**Material for the task:**
============================================================

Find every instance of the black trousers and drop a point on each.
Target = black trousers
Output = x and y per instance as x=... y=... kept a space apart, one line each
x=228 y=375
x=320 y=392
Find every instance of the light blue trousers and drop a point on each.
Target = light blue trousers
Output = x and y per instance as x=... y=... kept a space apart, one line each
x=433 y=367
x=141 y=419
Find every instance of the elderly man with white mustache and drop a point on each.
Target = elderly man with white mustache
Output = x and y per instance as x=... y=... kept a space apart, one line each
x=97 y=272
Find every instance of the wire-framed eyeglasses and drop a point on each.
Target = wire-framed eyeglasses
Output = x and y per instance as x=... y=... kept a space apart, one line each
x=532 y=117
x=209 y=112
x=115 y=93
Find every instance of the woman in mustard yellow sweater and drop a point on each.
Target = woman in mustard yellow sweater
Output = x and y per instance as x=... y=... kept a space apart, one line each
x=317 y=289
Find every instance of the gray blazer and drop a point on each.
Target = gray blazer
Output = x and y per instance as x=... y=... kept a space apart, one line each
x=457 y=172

============================================================

**What is asked:**
Update the records from the start through the line containing "x=141 y=419", replacing every "drop a point" with "place a marker" and leaving everything else unchanged. Give back only those lines.

**The answer:**
Find every instance of the black trousers and place a marker on each.
Target = black trousers
Output = x and y per instance as x=... y=... kept a space apart, one line each
x=228 y=375
x=320 y=392
Find every instance of the light blue trousers and place a marker on each.
Target = light blue trousers
Output = x and y per instance as x=... y=... kept a space apart, one line each
x=433 y=367
x=141 y=419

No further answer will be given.